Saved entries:
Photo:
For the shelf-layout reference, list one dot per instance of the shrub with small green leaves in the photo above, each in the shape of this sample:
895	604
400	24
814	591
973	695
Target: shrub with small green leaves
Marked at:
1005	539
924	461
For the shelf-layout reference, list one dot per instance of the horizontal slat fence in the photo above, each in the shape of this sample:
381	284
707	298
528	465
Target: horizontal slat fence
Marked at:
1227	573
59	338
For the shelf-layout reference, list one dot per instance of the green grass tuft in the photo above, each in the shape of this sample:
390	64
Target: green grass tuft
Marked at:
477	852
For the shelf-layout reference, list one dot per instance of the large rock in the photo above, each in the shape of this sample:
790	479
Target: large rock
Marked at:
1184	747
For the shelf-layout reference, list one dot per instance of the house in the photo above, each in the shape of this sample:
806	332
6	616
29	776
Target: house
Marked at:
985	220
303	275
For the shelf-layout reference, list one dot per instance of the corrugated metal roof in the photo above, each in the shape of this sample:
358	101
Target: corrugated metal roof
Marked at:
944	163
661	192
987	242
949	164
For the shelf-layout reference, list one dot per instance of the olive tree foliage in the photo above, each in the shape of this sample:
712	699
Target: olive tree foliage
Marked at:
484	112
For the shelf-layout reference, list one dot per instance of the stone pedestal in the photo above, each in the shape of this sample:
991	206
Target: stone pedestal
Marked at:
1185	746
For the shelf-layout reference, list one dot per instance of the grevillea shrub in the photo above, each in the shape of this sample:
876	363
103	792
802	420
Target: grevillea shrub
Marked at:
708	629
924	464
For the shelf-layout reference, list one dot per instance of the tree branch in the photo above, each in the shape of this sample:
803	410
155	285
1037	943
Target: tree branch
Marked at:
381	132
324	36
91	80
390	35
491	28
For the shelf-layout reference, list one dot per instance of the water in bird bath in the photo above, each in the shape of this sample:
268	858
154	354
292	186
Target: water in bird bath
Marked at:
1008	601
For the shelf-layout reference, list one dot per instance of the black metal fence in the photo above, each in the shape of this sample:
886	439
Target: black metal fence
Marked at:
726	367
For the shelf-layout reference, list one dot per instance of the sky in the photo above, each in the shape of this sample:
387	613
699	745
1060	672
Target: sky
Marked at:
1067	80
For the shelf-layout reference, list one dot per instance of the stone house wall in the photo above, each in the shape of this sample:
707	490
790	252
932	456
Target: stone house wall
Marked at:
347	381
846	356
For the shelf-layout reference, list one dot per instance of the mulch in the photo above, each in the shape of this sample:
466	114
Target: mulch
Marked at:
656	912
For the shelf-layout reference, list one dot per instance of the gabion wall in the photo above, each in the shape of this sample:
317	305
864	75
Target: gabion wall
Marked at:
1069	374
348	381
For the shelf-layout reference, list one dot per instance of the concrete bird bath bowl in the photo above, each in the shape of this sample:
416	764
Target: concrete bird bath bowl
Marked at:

Exercise prompt: Every line in the data above that contains the word "olive" should be copied.

Solution:
For the shelf-layout reference, list one dot per instance of the olive tree foliage in the photo above, each in the shape of this sample:
Target: olive tree foliage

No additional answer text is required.